*** Source records ***

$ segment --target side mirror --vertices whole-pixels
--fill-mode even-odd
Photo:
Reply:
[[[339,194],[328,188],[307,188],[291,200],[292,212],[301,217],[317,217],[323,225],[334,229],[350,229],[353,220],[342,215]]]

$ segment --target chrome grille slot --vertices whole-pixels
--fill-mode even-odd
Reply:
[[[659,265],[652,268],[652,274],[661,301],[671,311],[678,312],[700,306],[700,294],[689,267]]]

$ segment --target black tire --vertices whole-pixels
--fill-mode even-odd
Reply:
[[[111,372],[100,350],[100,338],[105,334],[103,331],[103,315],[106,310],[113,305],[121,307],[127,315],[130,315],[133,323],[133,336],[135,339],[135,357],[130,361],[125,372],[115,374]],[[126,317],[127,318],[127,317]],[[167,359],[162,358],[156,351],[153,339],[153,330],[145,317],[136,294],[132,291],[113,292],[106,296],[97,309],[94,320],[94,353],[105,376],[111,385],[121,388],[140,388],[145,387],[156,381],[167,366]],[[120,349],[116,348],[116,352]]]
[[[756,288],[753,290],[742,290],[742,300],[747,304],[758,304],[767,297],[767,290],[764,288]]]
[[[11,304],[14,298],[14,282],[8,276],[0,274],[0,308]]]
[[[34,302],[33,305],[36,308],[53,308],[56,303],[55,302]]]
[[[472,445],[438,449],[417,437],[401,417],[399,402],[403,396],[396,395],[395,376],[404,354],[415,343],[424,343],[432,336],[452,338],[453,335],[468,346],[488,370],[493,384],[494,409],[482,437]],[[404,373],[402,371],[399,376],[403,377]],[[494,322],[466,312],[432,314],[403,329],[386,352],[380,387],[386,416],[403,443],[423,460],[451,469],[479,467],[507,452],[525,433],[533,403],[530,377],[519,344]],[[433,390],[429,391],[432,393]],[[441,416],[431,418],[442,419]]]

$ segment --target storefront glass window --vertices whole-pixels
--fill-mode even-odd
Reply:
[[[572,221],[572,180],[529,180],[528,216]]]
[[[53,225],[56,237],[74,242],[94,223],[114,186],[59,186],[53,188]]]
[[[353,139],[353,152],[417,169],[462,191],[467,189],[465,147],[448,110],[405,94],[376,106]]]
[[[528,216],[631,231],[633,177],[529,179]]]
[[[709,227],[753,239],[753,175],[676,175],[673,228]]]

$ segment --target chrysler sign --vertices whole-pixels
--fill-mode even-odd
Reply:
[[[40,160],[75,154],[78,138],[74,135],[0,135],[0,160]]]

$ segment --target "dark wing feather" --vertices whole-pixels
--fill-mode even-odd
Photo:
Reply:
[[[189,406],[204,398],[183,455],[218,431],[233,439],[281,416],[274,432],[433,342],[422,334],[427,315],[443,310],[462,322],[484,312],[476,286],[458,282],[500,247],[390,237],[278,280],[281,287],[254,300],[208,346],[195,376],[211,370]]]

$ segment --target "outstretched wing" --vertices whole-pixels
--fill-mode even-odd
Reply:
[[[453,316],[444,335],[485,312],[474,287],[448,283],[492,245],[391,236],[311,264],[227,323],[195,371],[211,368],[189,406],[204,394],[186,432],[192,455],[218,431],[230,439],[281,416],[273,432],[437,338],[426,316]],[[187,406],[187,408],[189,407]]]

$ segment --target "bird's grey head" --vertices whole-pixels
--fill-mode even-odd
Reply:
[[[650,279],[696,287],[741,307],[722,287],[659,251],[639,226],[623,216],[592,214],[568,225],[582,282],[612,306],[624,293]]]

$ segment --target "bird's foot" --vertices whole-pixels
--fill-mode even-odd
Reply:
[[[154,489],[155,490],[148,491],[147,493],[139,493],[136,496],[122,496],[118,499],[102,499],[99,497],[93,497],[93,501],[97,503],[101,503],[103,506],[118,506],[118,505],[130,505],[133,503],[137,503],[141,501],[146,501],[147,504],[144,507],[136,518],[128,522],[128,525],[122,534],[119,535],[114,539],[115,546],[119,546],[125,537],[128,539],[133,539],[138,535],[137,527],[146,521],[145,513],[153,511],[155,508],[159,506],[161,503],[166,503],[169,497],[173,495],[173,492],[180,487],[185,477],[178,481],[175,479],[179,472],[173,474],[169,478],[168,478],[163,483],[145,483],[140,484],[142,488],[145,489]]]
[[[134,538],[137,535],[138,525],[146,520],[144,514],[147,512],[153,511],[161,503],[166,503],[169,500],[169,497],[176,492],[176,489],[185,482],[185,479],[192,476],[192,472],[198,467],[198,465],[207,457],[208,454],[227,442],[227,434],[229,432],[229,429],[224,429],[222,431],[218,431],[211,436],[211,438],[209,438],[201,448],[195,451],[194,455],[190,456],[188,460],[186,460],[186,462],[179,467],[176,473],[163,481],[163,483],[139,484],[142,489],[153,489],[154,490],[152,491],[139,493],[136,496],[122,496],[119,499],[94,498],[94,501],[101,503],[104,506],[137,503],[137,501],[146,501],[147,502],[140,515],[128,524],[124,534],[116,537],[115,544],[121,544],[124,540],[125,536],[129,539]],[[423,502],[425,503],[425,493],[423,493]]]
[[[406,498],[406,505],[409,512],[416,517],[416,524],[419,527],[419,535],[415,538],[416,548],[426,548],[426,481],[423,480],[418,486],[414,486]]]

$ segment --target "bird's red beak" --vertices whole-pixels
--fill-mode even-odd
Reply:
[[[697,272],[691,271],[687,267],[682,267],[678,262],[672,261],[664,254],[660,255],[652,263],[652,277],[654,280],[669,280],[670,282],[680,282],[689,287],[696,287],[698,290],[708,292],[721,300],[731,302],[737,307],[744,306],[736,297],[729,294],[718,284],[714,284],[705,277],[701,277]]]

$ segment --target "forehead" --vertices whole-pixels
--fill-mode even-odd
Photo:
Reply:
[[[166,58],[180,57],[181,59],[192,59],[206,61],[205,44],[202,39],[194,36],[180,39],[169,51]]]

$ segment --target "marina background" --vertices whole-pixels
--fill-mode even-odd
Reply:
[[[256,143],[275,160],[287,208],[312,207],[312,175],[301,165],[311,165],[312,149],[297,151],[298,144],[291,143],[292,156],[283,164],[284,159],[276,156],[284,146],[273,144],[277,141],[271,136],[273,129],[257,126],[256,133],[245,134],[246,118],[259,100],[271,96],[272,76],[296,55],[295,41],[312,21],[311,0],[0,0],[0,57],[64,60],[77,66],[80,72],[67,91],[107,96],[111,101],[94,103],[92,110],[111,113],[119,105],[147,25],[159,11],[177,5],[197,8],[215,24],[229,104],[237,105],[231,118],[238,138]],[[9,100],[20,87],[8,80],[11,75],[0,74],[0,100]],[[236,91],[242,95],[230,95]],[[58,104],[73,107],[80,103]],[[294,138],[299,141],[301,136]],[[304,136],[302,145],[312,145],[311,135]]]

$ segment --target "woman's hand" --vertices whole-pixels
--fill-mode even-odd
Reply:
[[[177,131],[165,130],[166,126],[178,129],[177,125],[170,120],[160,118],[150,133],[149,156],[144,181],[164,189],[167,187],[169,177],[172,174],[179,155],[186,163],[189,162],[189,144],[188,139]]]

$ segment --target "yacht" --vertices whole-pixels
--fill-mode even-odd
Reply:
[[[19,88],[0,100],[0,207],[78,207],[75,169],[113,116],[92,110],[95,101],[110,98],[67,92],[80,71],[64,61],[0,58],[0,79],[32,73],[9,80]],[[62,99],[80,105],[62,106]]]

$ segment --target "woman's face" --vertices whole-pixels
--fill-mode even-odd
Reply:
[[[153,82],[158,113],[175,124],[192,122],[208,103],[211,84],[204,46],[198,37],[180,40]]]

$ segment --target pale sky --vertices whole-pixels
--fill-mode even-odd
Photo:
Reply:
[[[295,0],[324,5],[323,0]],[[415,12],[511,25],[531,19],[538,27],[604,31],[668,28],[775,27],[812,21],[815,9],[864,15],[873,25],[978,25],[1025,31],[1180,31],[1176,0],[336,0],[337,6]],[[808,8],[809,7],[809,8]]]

***

◆ **Given exercise**
Copy only the stretch running from the line containing "sky --vertices whole-pixels" to the final line of the entries, both ends included, exactly as it stands.

◆ **The solution**
$ segment --target pale sky --vertices whole-pixels
--fill-mode even-odd
Photo:
Reply:
[[[295,0],[324,5],[323,0]],[[415,12],[511,25],[531,19],[538,27],[604,31],[668,28],[775,27],[812,21],[815,9],[864,15],[873,25],[978,25],[1025,31],[1180,31],[1176,0],[336,0],[337,6]],[[808,8],[809,7],[809,8]]]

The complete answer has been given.